=== THE INPUT ===
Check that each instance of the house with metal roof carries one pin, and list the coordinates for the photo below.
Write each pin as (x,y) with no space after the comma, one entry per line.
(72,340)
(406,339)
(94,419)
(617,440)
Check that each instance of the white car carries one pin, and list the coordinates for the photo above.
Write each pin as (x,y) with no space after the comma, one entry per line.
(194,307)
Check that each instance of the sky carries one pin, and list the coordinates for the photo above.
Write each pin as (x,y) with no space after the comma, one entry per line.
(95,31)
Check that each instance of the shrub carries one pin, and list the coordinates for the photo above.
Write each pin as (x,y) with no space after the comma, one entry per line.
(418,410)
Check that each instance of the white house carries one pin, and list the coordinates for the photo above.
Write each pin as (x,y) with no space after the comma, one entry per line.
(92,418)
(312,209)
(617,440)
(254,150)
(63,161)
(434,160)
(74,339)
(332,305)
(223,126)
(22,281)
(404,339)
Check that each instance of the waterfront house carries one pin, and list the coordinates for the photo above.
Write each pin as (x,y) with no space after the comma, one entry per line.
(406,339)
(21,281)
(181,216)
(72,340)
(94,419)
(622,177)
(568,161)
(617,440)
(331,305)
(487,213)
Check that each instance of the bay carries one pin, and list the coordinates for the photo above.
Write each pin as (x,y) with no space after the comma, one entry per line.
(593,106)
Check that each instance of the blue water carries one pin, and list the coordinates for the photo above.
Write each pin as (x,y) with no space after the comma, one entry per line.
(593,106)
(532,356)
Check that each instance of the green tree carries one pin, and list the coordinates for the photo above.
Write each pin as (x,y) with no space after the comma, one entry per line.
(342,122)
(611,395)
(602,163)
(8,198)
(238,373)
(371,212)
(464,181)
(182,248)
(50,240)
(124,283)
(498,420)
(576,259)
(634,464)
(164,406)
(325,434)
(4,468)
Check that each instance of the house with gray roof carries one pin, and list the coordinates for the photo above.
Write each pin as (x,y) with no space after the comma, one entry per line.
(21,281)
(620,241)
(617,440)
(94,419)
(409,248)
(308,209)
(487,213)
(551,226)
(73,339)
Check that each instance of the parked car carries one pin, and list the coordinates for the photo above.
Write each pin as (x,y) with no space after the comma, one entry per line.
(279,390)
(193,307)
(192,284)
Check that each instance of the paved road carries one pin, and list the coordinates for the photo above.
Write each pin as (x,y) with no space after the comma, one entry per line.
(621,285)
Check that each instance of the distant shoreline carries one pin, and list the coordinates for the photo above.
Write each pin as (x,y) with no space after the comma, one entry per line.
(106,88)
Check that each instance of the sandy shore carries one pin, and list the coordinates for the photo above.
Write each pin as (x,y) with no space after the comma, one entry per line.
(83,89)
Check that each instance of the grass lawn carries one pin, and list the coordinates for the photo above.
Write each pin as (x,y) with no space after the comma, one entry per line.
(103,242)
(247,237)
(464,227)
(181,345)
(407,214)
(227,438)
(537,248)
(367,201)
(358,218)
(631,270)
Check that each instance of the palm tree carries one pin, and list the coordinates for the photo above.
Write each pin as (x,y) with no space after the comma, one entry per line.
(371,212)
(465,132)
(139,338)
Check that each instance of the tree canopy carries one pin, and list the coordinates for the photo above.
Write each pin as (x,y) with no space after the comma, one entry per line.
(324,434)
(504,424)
===
=== THE INPUT ===
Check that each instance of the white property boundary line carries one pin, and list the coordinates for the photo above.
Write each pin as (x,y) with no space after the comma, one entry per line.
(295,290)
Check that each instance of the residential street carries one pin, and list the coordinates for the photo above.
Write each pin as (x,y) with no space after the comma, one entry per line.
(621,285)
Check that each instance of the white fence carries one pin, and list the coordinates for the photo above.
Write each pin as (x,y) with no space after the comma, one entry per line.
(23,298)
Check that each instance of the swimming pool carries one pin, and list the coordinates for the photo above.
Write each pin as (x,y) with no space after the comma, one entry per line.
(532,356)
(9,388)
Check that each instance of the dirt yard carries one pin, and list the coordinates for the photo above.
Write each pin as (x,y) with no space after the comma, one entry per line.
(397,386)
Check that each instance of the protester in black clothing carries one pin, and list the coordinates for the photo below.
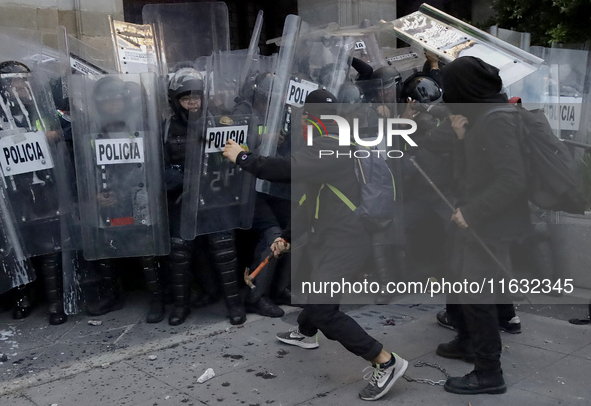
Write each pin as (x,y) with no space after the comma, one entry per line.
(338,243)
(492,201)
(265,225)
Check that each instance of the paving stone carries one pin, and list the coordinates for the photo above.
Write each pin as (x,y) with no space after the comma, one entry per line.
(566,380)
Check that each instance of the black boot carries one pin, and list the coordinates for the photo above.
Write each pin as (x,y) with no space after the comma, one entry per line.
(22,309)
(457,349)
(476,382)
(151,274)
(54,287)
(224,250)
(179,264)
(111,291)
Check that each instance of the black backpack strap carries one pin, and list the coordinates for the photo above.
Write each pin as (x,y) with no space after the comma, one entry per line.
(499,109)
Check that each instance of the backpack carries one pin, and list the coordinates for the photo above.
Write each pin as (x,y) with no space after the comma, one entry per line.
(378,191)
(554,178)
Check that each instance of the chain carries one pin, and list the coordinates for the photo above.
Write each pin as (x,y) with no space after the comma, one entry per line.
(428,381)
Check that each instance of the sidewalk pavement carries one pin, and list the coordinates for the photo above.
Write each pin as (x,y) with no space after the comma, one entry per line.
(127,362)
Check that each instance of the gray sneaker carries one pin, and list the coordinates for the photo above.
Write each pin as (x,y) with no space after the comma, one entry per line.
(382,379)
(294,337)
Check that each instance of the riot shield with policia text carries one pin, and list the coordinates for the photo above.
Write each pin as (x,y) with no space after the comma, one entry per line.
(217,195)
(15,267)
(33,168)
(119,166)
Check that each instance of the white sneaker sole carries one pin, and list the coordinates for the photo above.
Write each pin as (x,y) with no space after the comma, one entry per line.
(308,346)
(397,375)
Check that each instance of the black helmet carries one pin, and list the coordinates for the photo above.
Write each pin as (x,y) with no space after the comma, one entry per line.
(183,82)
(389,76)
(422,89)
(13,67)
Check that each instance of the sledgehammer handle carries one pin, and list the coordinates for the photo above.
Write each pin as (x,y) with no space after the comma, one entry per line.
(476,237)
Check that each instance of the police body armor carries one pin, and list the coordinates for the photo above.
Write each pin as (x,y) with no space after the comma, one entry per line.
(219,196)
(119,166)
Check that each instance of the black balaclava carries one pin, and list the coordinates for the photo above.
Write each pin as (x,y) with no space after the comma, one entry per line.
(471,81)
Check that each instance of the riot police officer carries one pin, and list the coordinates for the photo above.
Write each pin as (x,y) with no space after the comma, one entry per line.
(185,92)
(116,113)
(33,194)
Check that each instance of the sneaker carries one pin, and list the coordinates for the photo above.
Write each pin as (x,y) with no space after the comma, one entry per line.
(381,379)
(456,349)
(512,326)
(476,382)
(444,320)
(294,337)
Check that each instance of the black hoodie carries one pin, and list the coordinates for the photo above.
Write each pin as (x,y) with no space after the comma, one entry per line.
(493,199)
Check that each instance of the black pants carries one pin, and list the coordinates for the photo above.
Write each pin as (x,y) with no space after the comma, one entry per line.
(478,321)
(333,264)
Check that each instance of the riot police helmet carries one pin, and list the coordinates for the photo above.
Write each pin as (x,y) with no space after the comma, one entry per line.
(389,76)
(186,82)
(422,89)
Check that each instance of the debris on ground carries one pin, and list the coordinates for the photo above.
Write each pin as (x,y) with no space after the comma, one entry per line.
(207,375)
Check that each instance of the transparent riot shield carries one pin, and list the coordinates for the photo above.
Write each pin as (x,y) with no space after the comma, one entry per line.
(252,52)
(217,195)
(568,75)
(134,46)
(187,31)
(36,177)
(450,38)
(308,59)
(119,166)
===
• EXERCISE: Pull out every line of the material above that contains the string "backpack" and copy each of those lines in full. Matching is case-sensitive.

• REPLY TO THE TASK:
Check that each instance of the black backpack strap carries one pin, and list the coordinates for the photo above.
Check that each instance of the backpack carries one pin, and list the coordinates for the photo above.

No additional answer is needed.